Set exercise 1:
Write out the passage from "Tuesday, December 12, 2017" through "occurred in 2004." in the post on media bias, word for word.
Set exercise 2:
According to the post on media bias, in what year was the Media Research Center founded?

Tuesday, December 12, 2017

Media bias, moral relativity, cultural rot, and living an illusion

It takes a bit of oomph to resist being inured by the current revelations of bias on the part of television networks and prominent print organs. The problem has been long recognized. Accuracy in Media was founded in 1969. The Media Research Center was founded in 1987. Poll data has abounded for years showing that most journalists, certainly along the Acela Corridor, but really, nationwide, vote Democrat. The exposure of the Dan Rather - Mary Mapes slander of President Bush occurred in 2004.

Add to that the threads that must be untangled from the Gordian knot that is our current sociocultural juncture. There is the unfortunate linguistic habit of the current president, by which any opponent, perceived or real, acquires a nickname, usually juvenile, and by which terms are coined, such as "fake news." That fake news is a real thing gets obscured by the rush to derision on the part of the legions of hate-him-so-much-we'll-take-any-opportunity-to-hobble-him crowd. Then there is the fact that the Acela Corridor media bubble is part of the larger bicoastal celebrity milieu, the moral rot of which was fully and disgustingly exposed by the recent bringing to light of the 2005 Friars' Roast of Matt Lauer. The culture's arbiters of not only taste but what ought to concern the everyday citizen were shown to be the modern equivalent of the Roman sybarites who writhed in orgies as invading hordes from the north were descending.

As with so much else these days - from North Korean missile and nuclear-bomb tests to revelations of sexual predation in a variety of societal sectors - the momentum of revelations about the journalism world's ethical compromise is gathering.

Provided material:
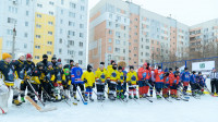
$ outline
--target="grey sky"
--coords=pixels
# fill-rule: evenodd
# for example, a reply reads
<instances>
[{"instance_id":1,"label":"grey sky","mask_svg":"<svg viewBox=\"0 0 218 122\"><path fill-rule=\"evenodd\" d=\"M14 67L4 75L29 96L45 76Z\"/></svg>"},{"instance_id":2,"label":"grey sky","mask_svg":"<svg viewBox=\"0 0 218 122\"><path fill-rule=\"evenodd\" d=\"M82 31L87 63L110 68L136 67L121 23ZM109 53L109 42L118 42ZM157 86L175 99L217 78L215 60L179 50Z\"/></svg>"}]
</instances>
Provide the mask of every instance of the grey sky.
<instances>
[{"instance_id":1,"label":"grey sky","mask_svg":"<svg viewBox=\"0 0 218 122\"><path fill-rule=\"evenodd\" d=\"M100 0L89 0L89 9ZM152 12L173 19L186 25L195 25L218 19L218 0L132 0Z\"/></svg>"}]
</instances>

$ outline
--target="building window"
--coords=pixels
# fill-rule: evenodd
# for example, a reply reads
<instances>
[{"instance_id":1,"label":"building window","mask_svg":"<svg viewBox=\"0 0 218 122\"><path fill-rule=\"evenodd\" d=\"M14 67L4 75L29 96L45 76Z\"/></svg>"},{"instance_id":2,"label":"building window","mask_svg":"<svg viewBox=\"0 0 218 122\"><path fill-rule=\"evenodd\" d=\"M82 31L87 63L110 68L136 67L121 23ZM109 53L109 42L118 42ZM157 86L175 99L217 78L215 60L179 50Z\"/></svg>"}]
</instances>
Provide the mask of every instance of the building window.
<instances>
[{"instance_id":1,"label":"building window","mask_svg":"<svg viewBox=\"0 0 218 122\"><path fill-rule=\"evenodd\" d=\"M78 46L80 46L80 47L83 47L83 42L80 42Z\"/></svg>"},{"instance_id":2,"label":"building window","mask_svg":"<svg viewBox=\"0 0 218 122\"><path fill-rule=\"evenodd\" d=\"M81 11L85 11L85 7L81 5Z\"/></svg>"},{"instance_id":3,"label":"building window","mask_svg":"<svg viewBox=\"0 0 218 122\"><path fill-rule=\"evenodd\" d=\"M26 11L26 16L28 16L28 11Z\"/></svg>"},{"instance_id":4,"label":"building window","mask_svg":"<svg viewBox=\"0 0 218 122\"><path fill-rule=\"evenodd\" d=\"M28 26L28 22L25 22L25 26Z\"/></svg>"},{"instance_id":5,"label":"building window","mask_svg":"<svg viewBox=\"0 0 218 122\"><path fill-rule=\"evenodd\" d=\"M120 45L120 40L116 39L116 44L117 44L117 45Z\"/></svg>"},{"instance_id":6,"label":"building window","mask_svg":"<svg viewBox=\"0 0 218 122\"><path fill-rule=\"evenodd\" d=\"M41 14L37 14L36 16L37 16L37 17L41 17Z\"/></svg>"},{"instance_id":7,"label":"building window","mask_svg":"<svg viewBox=\"0 0 218 122\"><path fill-rule=\"evenodd\" d=\"M47 44L48 44L48 45L52 45L52 41L48 41Z\"/></svg>"},{"instance_id":8,"label":"building window","mask_svg":"<svg viewBox=\"0 0 218 122\"><path fill-rule=\"evenodd\" d=\"M80 28L84 28L84 24L80 24Z\"/></svg>"},{"instance_id":9,"label":"building window","mask_svg":"<svg viewBox=\"0 0 218 122\"><path fill-rule=\"evenodd\" d=\"M48 14L49 14L49 15L53 15L53 12L52 12L52 11L49 11Z\"/></svg>"},{"instance_id":10,"label":"building window","mask_svg":"<svg viewBox=\"0 0 218 122\"><path fill-rule=\"evenodd\" d=\"M83 61L82 61L82 60L78 60L78 64L83 64Z\"/></svg>"},{"instance_id":11,"label":"building window","mask_svg":"<svg viewBox=\"0 0 218 122\"><path fill-rule=\"evenodd\" d=\"M111 51L111 46L108 47L108 51Z\"/></svg>"},{"instance_id":12,"label":"building window","mask_svg":"<svg viewBox=\"0 0 218 122\"><path fill-rule=\"evenodd\" d=\"M24 37L27 38L27 37L28 37L28 34L27 34L27 33L24 33Z\"/></svg>"},{"instance_id":13,"label":"building window","mask_svg":"<svg viewBox=\"0 0 218 122\"><path fill-rule=\"evenodd\" d=\"M36 49L40 49L40 46L35 46Z\"/></svg>"},{"instance_id":14,"label":"building window","mask_svg":"<svg viewBox=\"0 0 218 122\"><path fill-rule=\"evenodd\" d=\"M39 56L35 56L35 59L39 59Z\"/></svg>"},{"instance_id":15,"label":"building window","mask_svg":"<svg viewBox=\"0 0 218 122\"><path fill-rule=\"evenodd\" d=\"M50 21L49 21L48 24L49 24L49 25L53 25L53 22L50 22Z\"/></svg>"},{"instance_id":16,"label":"building window","mask_svg":"<svg viewBox=\"0 0 218 122\"><path fill-rule=\"evenodd\" d=\"M52 35L52 32L48 32L49 35Z\"/></svg>"},{"instance_id":17,"label":"building window","mask_svg":"<svg viewBox=\"0 0 218 122\"><path fill-rule=\"evenodd\" d=\"M75 9L75 8L76 8L76 4L75 4L75 3L72 3L72 2L70 2L70 7L71 7L72 9Z\"/></svg>"},{"instance_id":18,"label":"building window","mask_svg":"<svg viewBox=\"0 0 218 122\"><path fill-rule=\"evenodd\" d=\"M40 35L36 35L36 38L40 38Z\"/></svg>"},{"instance_id":19,"label":"building window","mask_svg":"<svg viewBox=\"0 0 218 122\"><path fill-rule=\"evenodd\" d=\"M83 56L83 51L78 51L78 56Z\"/></svg>"},{"instance_id":20,"label":"building window","mask_svg":"<svg viewBox=\"0 0 218 122\"><path fill-rule=\"evenodd\" d=\"M108 39L108 42L112 42L112 39L111 39L111 38L109 38L109 39Z\"/></svg>"},{"instance_id":21,"label":"building window","mask_svg":"<svg viewBox=\"0 0 218 122\"><path fill-rule=\"evenodd\" d=\"M80 33L80 37L83 38L83 36L84 36L83 33Z\"/></svg>"}]
</instances>

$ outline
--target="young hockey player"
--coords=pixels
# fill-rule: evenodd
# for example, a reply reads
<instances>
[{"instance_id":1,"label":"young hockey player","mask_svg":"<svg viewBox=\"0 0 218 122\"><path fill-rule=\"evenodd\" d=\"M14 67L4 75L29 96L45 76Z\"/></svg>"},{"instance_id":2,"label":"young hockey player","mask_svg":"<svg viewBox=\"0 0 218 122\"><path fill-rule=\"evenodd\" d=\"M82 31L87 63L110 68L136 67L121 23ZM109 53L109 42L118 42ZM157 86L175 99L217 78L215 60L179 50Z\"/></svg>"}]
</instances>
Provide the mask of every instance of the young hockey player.
<instances>
[{"instance_id":1,"label":"young hockey player","mask_svg":"<svg viewBox=\"0 0 218 122\"><path fill-rule=\"evenodd\" d=\"M3 110L0 110L0 113L8 112L9 87L14 85L13 70L10 65L11 58L9 53L2 53L2 60L0 61L0 107Z\"/></svg>"},{"instance_id":2,"label":"young hockey player","mask_svg":"<svg viewBox=\"0 0 218 122\"><path fill-rule=\"evenodd\" d=\"M158 69L155 70L155 80L156 96L159 99L161 98L160 90L162 89L164 85L164 72L161 70L161 66L158 66Z\"/></svg>"},{"instance_id":3,"label":"young hockey player","mask_svg":"<svg viewBox=\"0 0 218 122\"><path fill-rule=\"evenodd\" d=\"M124 75L122 72L122 66L118 68L118 84L117 84L117 98L118 99L124 99L124 94L123 94L123 83L124 83Z\"/></svg>"},{"instance_id":4,"label":"young hockey player","mask_svg":"<svg viewBox=\"0 0 218 122\"><path fill-rule=\"evenodd\" d=\"M105 84L107 77L107 71L104 70L104 65L99 65L99 70L95 72L96 88L97 88L97 100L105 100Z\"/></svg>"},{"instance_id":5,"label":"young hockey player","mask_svg":"<svg viewBox=\"0 0 218 122\"><path fill-rule=\"evenodd\" d=\"M132 94L134 95L134 99L137 99L136 96L136 84L137 84L137 73L134 71L134 66L130 66L130 71L128 72L128 84L129 84L129 98L132 99Z\"/></svg>"},{"instance_id":6,"label":"young hockey player","mask_svg":"<svg viewBox=\"0 0 218 122\"><path fill-rule=\"evenodd\" d=\"M117 64L112 65L112 69L109 70L108 72L108 77L109 77L109 82L108 82L108 88L109 88L109 94L108 97L110 100L116 100L114 97L114 93L116 93L116 88L117 88L117 81L118 81L118 71L117 71Z\"/></svg>"},{"instance_id":7,"label":"young hockey player","mask_svg":"<svg viewBox=\"0 0 218 122\"><path fill-rule=\"evenodd\" d=\"M174 72L174 81L172 83L172 98L178 98L178 85L180 82L180 72L175 71Z\"/></svg>"},{"instance_id":8,"label":"young hockey player","mask_svg":"<svg viewBox=\"0 0 218 122\"><path fill-rule=\"evenodd\" d=\"M33 70L33 73L31 75L31 80L29 80L29 83L31 85L33 86L33 88L28 85L28 89L31 91L29 94L29 97L35 101L37 102L37 100L35 99L35 91L38 91L38 86L40 85L40 76L41 76L41 73L43 73L43 70L44 70L44 63L41 62L38 62L36 64L36 68Z\"/></svg>"},{"instance_id":9,"label":"young hockey player","mask_svg":"<svg viewBox=\"0 0 218 122\"><path fill-rule=\"evenodd\" d=\"M62 81L63 89L66 95L69 95L70 86L71 86L71 73L70 73L70 65L65 64L63 66L63 72L65 74L65 81Z\"/></svg>"},{"instance_id":10,"label":"young hockey player","mask_svg":"<svg viewBox=\"0 0 218 122\"><path fill-rule=\"evenodd\" d=\"M85 97L84 81L81 80L82 74L83 70L78 66L78 63L76 63L75 66L71 69L71 82L73 85L73 93L71 90L71 96L74 97L74 99L77 101L78 101L78 99L76 98L77 86L81 88L82 96Z\"/></svg>"},{"instance_id":11,"label":"young hockey player","mask_svg":"<svg viewBox=\"0 0 218 122\"><path fill-rule=\"evenodd\" d=\"M52 99L49 99L49 97L47 97L46 94L48 94L51 97L53 97L52 95L52 88L53 88L53 81L56 78L55 76L55 71L53 71L53 68L52 68L52 63L51 62L48 62L47 63L47 70L46 70L46 73L45 73L45 81L43 83L43 88L46 90L46 93L44 93L43 95L43 98L44 98L44 101L48 100L48 101L51 101Z\"/></svg>"},{"instance_id":12,"label":"young hockey player","mask_svg":"<svg viewBox=\"0 0 218 122\"><path fill-rule=\"evenodd\" d=\"M35 63L32 61L33 57L31 53L26 54L26 61L24 61L24 71L25 71L25 77L24 81L21 82L21 100L22 102L25 102L24 96L25 96L25 90L27 88L27 95L31 94L31 87L27 83L27 81L31 78L33 70L35 69Z\"/></svg>"},{"instance_id":13,"label":"young hockey player","mask_svg":"<svg viewBox=\"0 0 218 122\"><path fill-rule=\"evenodd\" d=\"M202 72L198 72L198 76L197 76L197 81L198 81L198 84L199 84L199 90L198 90L198 94L199 95L203 95L204 94L204 88L207 87L206 86L206 80L204 78L204 76L202 75Z\"/></svg>"},{"instance_id":14,"label":"young hockey player","mask_svg":"<svg viewBox=\"0 0 218 122\"><path fill-rule=\"evenodd\" d=\"M183 82L183 94L186 95L187 86L190 84L190 72L187 68L184 68L184 72L182 74L182 82Z\"/></svg>"},{"instance_id":15,"label":"young hockey player","mask_svg":"<svg viewBox=\"0 0 218 122\"><path fill-rule=\"evenodd\" d=\"M88 99L88 94L89 94L89 100L94 101L92 98L93 96L93 88L95 88L95 74L92 72L93 66L87 65L87 71L83 73L82 75L82 81L85 83L85 101Z\"/></svg>"},{"instance_id":16,"label":"young hockey player","mask_svg":"<svg viewBox=\"0 0 218 122\"><path fill-rule=\"evenodd\" d=\"M166 71L164 75L164 88L162 88L162 96L165 98L169 97L169 89L170 89L169 72Z\"/></svg>"},{"instance_id":17,"label":"young hockey player","mask_svg":"<svg viewBox=\"0 0 218 122\"><path fill-rule=\"evenodd\" d=\"M25 76L25 66L24 66L24 58L25 56L23 53L17 54L19 59L12 62L12 65L14 66L14 75L15 75L15 81L14 81L14 93L13 95L13 103L16 106L22 105L22 102L19 100L19 90L21 87L21 83L24 82L24 76ZM24 94L22 91L22 94ZM24 98L22 99L24 101Z\"/></svg>"},{"instance_id":18,"label":"young hockey player","mask_svg":"<svg viewBox=\"0 0 218 122\"><path fill-rule=\"evenodd\" d=\"M198 89L198 83L196 80L196 72L193 71L192 75L190 76L190 85L191 85L191 89L192 89L192 96L196 96L197 94L197 89Z\"/></svg>"},{"instance_id":19,"label":"young hockey player","mask_svg":"<svg viewBox=\"0 0 218 122\"><path fill-rule=\"evenodd\" d=\"M61 90L63 89L62 81L65 81L65 74L62 70L62 63L61 62L56 63L55 77L56 78L55 78L53 86L55 86L56 101L60 101L61 99L65 98L63 93L61 93Z\"/></svg>"}]
</instances>

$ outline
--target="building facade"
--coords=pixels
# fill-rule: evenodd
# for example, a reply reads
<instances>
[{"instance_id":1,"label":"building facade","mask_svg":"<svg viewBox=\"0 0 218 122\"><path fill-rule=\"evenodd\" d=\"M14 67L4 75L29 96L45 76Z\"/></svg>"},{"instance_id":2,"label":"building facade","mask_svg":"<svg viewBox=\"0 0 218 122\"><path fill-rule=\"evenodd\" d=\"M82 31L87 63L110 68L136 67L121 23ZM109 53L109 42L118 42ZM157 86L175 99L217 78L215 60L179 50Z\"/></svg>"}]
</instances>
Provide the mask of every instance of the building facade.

Result 1:
Tuesday, December 12, 2017

Media bias, moral relativity, cultural rot, and living an illusion

It takes a bit of oomph to resist being inured by the current revelations of bias on the part of television networks and prominent print organs. The problem has been long recognized. Accuracy in Media was founded in 1969. The Media Research Center was founded in 1987. Poll data has abounded for years showing that most journalists, certainly along the Acela Corridor, but really, nationwide, vote Democrat. The exposure of the Dan Rather - Mary Mapes slander of President Bush occurred in 2004.

Result 2:
1987